Both Democrat and Republican senators at the hearing repeatedly questioned Shinseki about the history of reports detailing scheduling issues and doctored records within the VA. They asked why multiple warnings about these issues had failed to initiate changes that might have prevented the cases like Phoenix, where it’s alleged that veterans died waiting to receive treatment.
“VA’s leadership has either failed to connect the dots or failed to address this ongoing crisis, which has resulted in patient harm and even death,” the committee’s senior Republican, Sen. Richard Burr (N.C.), said.
As the Senate hearing repeatedly emphasized, the scandal over the VA’s difficulty providing timely care to veterans and accurately reporting wait times, has been years in the making.
“These recent allegations are not new issues. They are deep, system-wide problems, and they grow more concerning every day,” said Sen. Patty Murray, a Democrat from Washington state.
The Daily Beast has reported on the warnings of manipulated wait times and delayed treatment in the VA system that appear to have gone unaddressed before the recent Phoenix case turned the issue into a national scandal.
Though the panel was not overtly partisan in its approach to questioning Shinseki, some divisions emerged. Democrats had harsh criticism for the VA’s failures but only Republican senators explicitly questioned the secretary’s leadership and the integrity of his agency’s investigation.
Sen. Jerry Moran, a Republican from Kansas, called the VA-directed audit “more damage control than solving the problem.”
Asked directly by Republican Senator Dean Heller why he shouldn’t resign, Shinseki replied, “I’m here to accomplish a mission… We’ve done a lot to make things better. We’re not done yet.”
The senate panel offered little explicit support for Shinseki but some tacit backing was apparent in statements made by Democrats like Sens. Jon Tester and Independent Bernie Sanders, the committee chair. Sanders opened the hearings talking about the massive size of the VA organization and how it performs well given the scale of its operation, while both he and Tester, who has publicly endorsed Shinseki’s leadership, warned against a rush to judgment.

==================================================

### REQUIRED ACTION
Extend the article on the Senate hearing with Shinseki, picking up after its final sentence. The entries come from a separate source unrelated to the article.

Stored entries
==================================================

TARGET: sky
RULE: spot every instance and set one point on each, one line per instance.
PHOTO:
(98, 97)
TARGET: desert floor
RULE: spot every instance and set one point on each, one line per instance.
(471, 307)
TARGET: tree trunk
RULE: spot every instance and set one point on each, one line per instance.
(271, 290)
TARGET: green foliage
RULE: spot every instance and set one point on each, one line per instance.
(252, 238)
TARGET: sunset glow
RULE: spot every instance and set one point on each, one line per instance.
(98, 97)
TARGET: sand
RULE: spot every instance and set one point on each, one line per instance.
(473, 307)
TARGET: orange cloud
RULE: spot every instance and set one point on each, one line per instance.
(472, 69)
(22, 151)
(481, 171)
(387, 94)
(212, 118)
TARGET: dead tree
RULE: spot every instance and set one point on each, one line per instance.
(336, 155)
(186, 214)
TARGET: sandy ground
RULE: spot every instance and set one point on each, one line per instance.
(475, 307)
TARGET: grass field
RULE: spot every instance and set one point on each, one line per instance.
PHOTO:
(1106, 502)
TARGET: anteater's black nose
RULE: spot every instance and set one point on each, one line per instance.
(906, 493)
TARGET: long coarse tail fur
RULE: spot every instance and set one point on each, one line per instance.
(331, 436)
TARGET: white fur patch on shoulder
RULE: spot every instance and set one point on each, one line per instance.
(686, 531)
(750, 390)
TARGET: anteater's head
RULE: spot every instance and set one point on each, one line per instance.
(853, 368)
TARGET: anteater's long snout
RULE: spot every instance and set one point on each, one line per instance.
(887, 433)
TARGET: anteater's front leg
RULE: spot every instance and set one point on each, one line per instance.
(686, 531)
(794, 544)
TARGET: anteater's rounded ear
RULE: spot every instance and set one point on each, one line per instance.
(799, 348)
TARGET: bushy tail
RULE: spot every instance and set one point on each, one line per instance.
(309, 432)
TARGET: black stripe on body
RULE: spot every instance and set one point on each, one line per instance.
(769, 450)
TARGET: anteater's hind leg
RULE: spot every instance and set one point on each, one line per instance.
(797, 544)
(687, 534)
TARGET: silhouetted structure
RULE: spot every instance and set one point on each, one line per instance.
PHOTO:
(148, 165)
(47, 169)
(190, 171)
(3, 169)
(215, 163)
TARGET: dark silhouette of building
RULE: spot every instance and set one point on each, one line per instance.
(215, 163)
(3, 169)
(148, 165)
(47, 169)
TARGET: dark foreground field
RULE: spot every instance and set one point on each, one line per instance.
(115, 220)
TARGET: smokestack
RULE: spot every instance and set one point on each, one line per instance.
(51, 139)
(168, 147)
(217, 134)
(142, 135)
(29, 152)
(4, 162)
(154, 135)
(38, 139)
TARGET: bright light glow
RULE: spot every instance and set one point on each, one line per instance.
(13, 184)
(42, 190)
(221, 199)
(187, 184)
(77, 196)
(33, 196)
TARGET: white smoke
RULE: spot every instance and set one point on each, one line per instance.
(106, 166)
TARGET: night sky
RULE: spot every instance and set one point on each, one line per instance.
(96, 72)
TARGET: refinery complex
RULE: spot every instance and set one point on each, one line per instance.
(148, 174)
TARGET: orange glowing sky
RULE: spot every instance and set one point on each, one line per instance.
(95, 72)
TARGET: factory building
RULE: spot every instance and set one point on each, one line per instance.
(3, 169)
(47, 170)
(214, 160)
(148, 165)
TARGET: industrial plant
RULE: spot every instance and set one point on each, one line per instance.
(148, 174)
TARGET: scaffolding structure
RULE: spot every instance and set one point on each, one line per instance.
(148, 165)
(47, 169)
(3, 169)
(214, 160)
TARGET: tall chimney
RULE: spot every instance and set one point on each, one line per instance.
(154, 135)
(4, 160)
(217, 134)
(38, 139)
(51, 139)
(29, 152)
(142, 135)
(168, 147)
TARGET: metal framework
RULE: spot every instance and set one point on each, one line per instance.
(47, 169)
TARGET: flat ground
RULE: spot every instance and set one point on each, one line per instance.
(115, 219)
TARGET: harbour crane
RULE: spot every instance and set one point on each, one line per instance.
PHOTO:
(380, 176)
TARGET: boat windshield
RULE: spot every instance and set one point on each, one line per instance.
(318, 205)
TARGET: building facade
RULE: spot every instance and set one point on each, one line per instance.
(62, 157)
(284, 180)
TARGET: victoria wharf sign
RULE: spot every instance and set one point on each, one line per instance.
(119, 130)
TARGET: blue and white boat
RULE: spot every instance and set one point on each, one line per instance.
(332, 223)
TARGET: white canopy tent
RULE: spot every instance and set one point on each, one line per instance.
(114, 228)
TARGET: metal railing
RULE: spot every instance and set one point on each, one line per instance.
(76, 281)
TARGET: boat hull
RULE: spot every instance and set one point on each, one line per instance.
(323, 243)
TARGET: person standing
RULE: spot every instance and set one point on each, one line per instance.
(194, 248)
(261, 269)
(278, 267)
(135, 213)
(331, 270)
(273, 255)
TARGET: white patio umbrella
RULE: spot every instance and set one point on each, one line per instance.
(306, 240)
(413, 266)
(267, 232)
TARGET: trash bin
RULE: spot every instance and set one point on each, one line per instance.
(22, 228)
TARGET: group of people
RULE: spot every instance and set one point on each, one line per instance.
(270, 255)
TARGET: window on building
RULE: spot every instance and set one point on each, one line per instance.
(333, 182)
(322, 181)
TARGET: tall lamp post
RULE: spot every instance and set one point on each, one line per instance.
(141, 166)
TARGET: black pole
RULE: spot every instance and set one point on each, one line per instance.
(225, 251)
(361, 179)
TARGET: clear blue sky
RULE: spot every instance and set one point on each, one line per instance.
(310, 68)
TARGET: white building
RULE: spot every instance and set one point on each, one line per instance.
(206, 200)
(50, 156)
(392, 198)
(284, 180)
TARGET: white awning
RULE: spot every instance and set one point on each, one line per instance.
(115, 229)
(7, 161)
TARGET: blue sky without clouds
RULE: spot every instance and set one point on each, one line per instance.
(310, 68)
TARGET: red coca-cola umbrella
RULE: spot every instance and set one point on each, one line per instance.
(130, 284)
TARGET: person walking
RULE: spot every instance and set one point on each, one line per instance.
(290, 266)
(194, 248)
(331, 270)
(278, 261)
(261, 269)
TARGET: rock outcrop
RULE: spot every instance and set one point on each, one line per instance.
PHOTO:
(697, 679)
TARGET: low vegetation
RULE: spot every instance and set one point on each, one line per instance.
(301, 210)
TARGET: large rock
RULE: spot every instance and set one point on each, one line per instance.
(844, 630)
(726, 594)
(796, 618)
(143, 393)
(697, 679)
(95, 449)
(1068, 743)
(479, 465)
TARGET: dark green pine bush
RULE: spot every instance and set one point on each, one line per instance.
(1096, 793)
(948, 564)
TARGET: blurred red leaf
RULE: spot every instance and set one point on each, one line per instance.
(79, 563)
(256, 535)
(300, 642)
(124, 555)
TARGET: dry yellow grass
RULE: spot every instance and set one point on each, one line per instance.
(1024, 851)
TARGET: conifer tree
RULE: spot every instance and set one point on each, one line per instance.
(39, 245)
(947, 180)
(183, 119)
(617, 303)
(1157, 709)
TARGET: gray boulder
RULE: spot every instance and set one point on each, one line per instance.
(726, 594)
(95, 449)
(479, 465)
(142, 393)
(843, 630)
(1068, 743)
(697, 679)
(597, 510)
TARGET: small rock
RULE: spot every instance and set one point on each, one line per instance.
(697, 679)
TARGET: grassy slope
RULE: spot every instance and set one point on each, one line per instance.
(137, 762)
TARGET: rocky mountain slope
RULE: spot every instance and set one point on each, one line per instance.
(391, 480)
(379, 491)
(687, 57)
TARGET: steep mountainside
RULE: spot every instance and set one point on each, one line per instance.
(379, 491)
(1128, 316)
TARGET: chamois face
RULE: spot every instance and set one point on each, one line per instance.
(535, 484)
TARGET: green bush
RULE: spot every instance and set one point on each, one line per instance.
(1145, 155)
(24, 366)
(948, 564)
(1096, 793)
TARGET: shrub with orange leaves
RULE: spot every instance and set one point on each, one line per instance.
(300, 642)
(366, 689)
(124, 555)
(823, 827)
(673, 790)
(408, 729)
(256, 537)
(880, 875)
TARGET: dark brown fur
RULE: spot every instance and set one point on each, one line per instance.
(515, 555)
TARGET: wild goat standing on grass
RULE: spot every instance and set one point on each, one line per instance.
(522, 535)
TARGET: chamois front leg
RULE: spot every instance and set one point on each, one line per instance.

==================================================

### EXPECTED OUTPUT
A panel of the country’s largest veteran’s service organizations offered a broad critique in testimony that expanded beyond the hidden wait lists to larger structural deficiencies in the VA.
Shinseki has held regular meetings with many of the veterans’ organizations on the panel and reportedly stayed on the floor after his own testimony to hear their concerns.
If the session was meant to allay the groups’ concerns, it didn’t work. After the hearing, the Iraq and Afghanistan Veterans of America, which has a broad membership base among younger veterans, released a statement that read, “Secretary Shinseki did not restore confidence that VA senior leadership is responding with action and not just concern. Our members are outraged. And we need to see a bold plan to address these allegations.”
None of the veterans’ groups, including the conservative American Legion, which has called for Shinseki to resign, endorsed the idea of replacing centralized, VA-provided care with a private option. Republican senators have repeatedly floated the idea of privatizing the VA’s healthcare system. Veterans’ organizations on the panel endorsed a limited private care option but warned that it shouldn’t take away from the VA’s budget or its mandate to be the primary healthcare provider for veterans. Carl Blake of the Paralyzed Veterans of America argued that veterans with certain chronic injuries and demanding physical condition who now receive care might not be able to find private specialists outside the VA to treat them. The problem, he stressed, was getting the veterans into the VA’s healthcare system.